Skip to main content

Infrastructure as Code Best Practices

November 10, 2025

Essential principles and practices for managing infrastructure as code across any platform

Infrastructure as Code (IaC) treats infrastructure configuration as software, enabling version control, testing, and automation of infrastructure deployments.

Core Principles

1. Declarative Over Imperative

Declarative (preferred): Define desired state, tool handles how to achieve it

# Terraform - Declarative
resource "aws_instance" "web" {
  ami           = "ami-12345678"
  instance_type = "t3.micro"
  count         = 3
}

Imperative: Specify exact steps to achieve state

# Imperative approach
for i in range(3):
    create_instance(ami="ami-12345678", type="t3.micro")

Why Declarative Wins

  • Idempotent by design
  • Self-documenting current state
  • Easier to reason about
  • Better for drift detection

2. Version Everything

Store all infrastructure code in version control:

  • Configuration files
  • Scripts and automation
  • Documentation
  • Policies and compliance rules

Never store:

  • Secrets or credentials
  • State files (use remote backends)
  • Generated artifacts
  • Binary files (unless necessary)

3. Immutable Infrastructure

Replace rather than update infrastructure.

Mutable (anti-pattern):

# SSH into server and update
ssh server01
apt-get update && apt-get upgrade
systemctl restart nginx

Immutable (preferred):

# Build new AMI with updates
# Deploy new instances
# Terminate old instances
resource "aws_instance" "web" {
  ami           = data.aws_ami.latest.id  # New AMI
  instance_type = "t3.micro"

  lifecycle {
    create_before_destroy = true
  }
}

Benefits:

  • Predictable deployments
  • Easy rollbacks
  • Reduced configuration drift
  • Simplified testing

4. Idempotency

Running code multiple times produces the same result.

Idempotent

resource "aws_s3_bucket" "data" {
  bucket = "my-data-bucket"
  # Running again doesn't create duplicate
}

Not Idempotent

# Creates new bucket each time
aws s3 mb s3://my-data-bucket-$(date +%s)

• STORED RECORDS:
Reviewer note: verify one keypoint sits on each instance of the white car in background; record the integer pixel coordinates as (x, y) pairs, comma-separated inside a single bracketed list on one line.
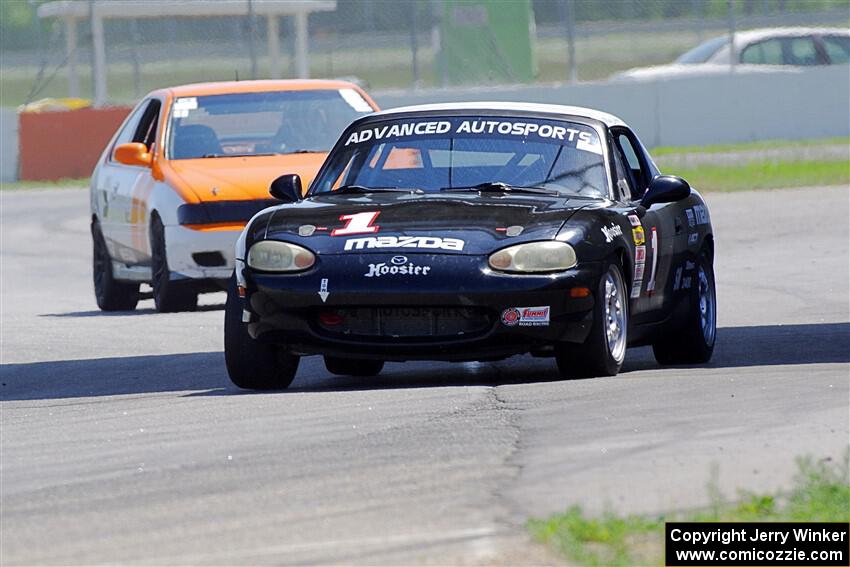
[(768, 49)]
==
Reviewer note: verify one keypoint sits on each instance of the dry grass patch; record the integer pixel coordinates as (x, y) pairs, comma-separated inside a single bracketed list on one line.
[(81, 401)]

• WHAT YOU NEED TO DO:
1 - In the infrastructure-as-code text, what does running idempotent code multiple times produce?
2 - Say whether each statement agrees with the infrastructure-as-code text, answering yes or no and quoting the words of the text that decide it.
(a) State files should be kept in version control.
(b) Easy rollbacks are listed as a benefit of immutable infrastructure.
(c) The declarative approach is marked as preferred.

• ANSWERS TO THE TASKS:
1 - The same result.

2 -
(a) No: under "Never store:" the text lists "State files (use remote backends)".
(b) Yes: "Easy rollbacks".
(c) Yes: "Declarative (preferred): Define desired state, tool handles how to achieve it".